Try it >> Print every entry exactly once more, omitting each picture.

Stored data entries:
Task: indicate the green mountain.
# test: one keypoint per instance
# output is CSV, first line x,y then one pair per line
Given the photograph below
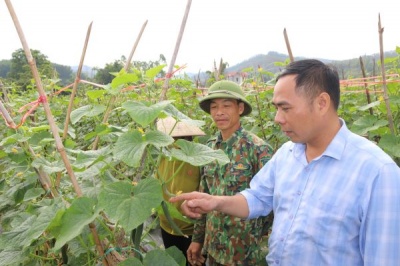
x,y
347,69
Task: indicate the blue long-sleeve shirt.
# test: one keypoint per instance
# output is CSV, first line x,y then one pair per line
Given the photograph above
x,y
342,208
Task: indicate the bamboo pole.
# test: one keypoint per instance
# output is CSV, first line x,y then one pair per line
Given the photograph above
x,y
366,85
291,58
128,62
175,54
76,82
385,94
113,98
52,124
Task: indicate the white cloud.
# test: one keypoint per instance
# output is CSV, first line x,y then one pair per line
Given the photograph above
x,y
228,29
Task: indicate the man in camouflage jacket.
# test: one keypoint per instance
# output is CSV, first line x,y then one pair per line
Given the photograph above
x,y
225,239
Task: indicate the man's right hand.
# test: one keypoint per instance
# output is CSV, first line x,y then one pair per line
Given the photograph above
x,y
195,203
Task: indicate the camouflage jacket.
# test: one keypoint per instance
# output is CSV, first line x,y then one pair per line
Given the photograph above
x,y
231,240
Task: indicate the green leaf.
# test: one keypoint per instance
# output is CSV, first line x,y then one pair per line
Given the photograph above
x,y
87,110
31,228
197,154
391,144
48,167
87,158
95,94
131,205
371,105
366,124
143,114
131,262
123,78
153,72
162,258
33,193
130,146
11,256
81,212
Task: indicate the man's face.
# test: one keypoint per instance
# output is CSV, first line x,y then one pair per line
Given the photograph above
x,y
226,115
295,113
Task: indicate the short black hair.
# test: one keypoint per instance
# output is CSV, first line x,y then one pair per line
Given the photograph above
x,y
314,77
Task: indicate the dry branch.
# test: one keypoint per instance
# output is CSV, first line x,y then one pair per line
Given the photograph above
x,y
288,46
52,124
385,94
175,54
77,79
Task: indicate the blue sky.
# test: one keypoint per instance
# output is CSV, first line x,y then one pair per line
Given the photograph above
x,y
228,29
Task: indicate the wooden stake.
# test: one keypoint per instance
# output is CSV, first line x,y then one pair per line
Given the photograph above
x,y
77,79
366,85
52,124
291,58
385,94
113,98
175,54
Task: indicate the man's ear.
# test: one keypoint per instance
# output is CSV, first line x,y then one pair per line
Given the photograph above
x,y
324,102
241,107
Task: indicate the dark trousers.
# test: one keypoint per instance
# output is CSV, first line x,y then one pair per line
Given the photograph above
x,y
181,242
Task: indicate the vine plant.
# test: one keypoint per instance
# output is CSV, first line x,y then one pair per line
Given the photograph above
x,y
121,196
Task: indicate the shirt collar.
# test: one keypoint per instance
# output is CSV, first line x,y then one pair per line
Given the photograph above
x,y
236,135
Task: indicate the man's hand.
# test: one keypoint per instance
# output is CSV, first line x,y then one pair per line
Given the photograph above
x,y
196,203
194,254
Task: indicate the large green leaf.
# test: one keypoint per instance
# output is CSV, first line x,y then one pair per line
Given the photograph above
x,y
86,158
366,124
197,154
153,72
48,167
391,144
81,212
143,114
131,262
87,110
95,94
131,205
31,228
130,146
11,256
123,78
170,257
371,105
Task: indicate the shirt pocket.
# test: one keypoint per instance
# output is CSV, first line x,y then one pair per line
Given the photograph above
x,y
324,223
238,177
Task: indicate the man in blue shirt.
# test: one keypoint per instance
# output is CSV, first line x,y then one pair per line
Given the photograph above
x,y
335,195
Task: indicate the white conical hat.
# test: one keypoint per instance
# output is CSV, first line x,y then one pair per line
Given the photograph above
x,y
181,129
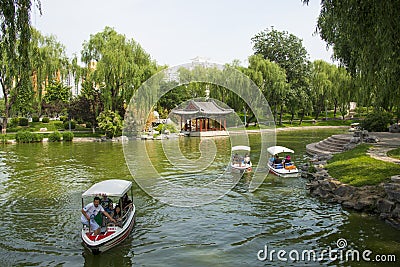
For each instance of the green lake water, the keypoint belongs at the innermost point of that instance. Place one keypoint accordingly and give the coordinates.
(40, 199)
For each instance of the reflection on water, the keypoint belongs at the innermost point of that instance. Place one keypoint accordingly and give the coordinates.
(41, 184)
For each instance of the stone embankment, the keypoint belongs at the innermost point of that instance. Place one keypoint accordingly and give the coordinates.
(334, 144)
(382, 199)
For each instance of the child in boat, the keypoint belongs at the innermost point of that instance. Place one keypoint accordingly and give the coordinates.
(117, 214)
(90, 211)
(287, 160)
(246, 159)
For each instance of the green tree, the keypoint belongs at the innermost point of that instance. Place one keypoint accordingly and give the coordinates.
(119, 66)
(50, 65)
(321, 85)
(15, 68)
(365, 36)
(287, 51)
(110, 122)
(271, 79)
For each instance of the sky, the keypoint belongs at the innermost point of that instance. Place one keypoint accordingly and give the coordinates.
(175, 31)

Result >>
Task: indicate the green mountain.
# test: one keypoint per instance
# output is CSV, first line x,y then one pair per line
Given the photograph below
x,y
347,69
Task: indicate the blue long-sleeve shirt.
# test: one keypoint per instance
# output is CSV, first line x,y then one pair per line
Given the photograph above
x,y
342,208
Task: indicate the bamboo pole.
# test: one keypoint per instance
# output is CSV, first line x,y then one pair per line
Given the photograph above
x,y
366,85
291,58
128,62
175,54
76,82
385,94
113,98
52,124
Task: indicate the white cloud.
# test: one keypoint per instance
# output is CSV, first line x,y then one pair per line
Given the photograph above
x,y
228,29
Task: indicate the man in camouflage jacket.
# test: one keypoint per instance
# output is CSV, first line x,y then one pair per line
Given the photograph above
x,y
225,239
Task: indicate the man's right hand.
# test: one keypoint per instance
# output is CSV, first line x,y then one pair per line
Given the photograph above
x,y
195,203
Task: indicate the camouflage jacket.
# test: one keypoint per instance
# output is CSV, first line x,y then one pair per line
Given the photograph above
x,y
231,240
Task: indicate the green leaf.
# test: one keypoint per instance
# output is CSV, first line x,y then one pair per line
Given the photograph above
x,y
87,110
31,228
197,154
391,144
48,167
87,158
95,94
131,205
371,105
366,124
143,114
131,262
123,78
153,72
162,258
33,193
130,146
11,256
81,212
Task: indicate the man's face.
# test: one keypoint per instance
# output is CSV, first line x,y then one pair per line
Given the photograph above
x,y
226,115
295,113
Task: indicate the short black hair.
# test: one keypoint per instance
# output is CSV, first line x,y then one pair per line
Given the photograph above
x,y
314,77
Task: indicate the dry branch.
# test: one keypoint per instance
# output is CSV, first line x,y then one pair per line
Given the photograph above
x,y
288,46
52,124
385,94
175,54
77,79
Task: indicate the blue sky.
# test: one keypoint per instance
# output is CSV, first line x,y then one pair per line
Given the photograph above
x,y
228,29
Task: indicate the wooden stake.
# test: one keypoint per instance
# output is CSV, first line x,y then one pair per line
Given the photograph above
x,y
77,79
366,85
52,124
291,58
385,94
113,98
175,54
Task: indicate the man's ear.
# test: one keypoint per instance
# output is CSV, first line x,y then one pair per line
Given the photograph above
x,y
324,102
241,107
Task: indicate the dark trousers.
# test: one keypoint per instance
# output is CSV, first line x,y then one pair per line
Given the photograph above
x,y
181,242
Task: indicate the vine plant.
# test: one keypoint per instance
# output is CSV, first line x,y then one pair per line
Given the photograph above
x,y
121,196
Task: indicate the shirt collar.
# test: one keypoint per instance
# output is CSV, first line x,y then one pair per line
Given the photograph above
x,y
236,135
Task: indicate the man's hand.
# test: one keypoint per instance
# output is CSV, first line x,y then one pair per line
Given the photograph above
x,y
196,203
194,254
Task: indicate the large green leaf.
# test: one keypoint per instance
# output is CSV, first line x,y then one pair per line
Given the photograph above
x,y
86,158
366,124
197,154
153,72
48,167
391,144
81,212
143,114
131,262
87,110
95,94
131,205
31,228
130,146
11,256
123,78
170,257
371,105
Task: indicate the shirt pocket.
# test: one keypoint per instance
# output is CSV, first line x,y then one pair per line
Given the photograph above
x,y
324,223
238,177
Task: indicate the man in blue shirt.
# test: one keypoint per instance
# output is CSV, first line x,y then one pair per line
Given the photograph above
x,y
335,195
Task: indicate the white conical hat.
# test: one keypoint per instance
# output is CSV, first line x,y then one pair per line
Given the photograph above
x,y
181,129
For each instance of the green lake water, the keypoint belongs at the innermost point of that instance. Place one keypoint accordingly and give the coordinates.
(40, 199)
For each instance of the reflection on water, the keypoint belongs at the innermost point of that instance. Place one keypoint accordingly and give the coordinates.
(41, 184)
For each instance of the stone embankment, the keypoint belongs at the innermost point of that instance. Place one keypoint accordingly and give the coordinates.
(334, 144)
(382, 199)
For each instance of the child in boat, the keypoint belongs at the innermost point of that instance. Place one keypoint accordingly and give the coordinates.
(117, 214)
(90, 211)
(287, 160)
(246, 159)
For each instance of the green tree, the keypoint belongs at the innermost point of that instance. Place one keypoint accordingly and give the coordinates.
(119, 66)
(50, 65)
(321, 85)
(15, 68)
(365, 36)
(287, 51)
(110, 122)
(271, 79)
For each instance of the sky, the keypoint belongs at the innermost point of that instance. Place one keypoint accordingly and give the coordinates.
(175, 31)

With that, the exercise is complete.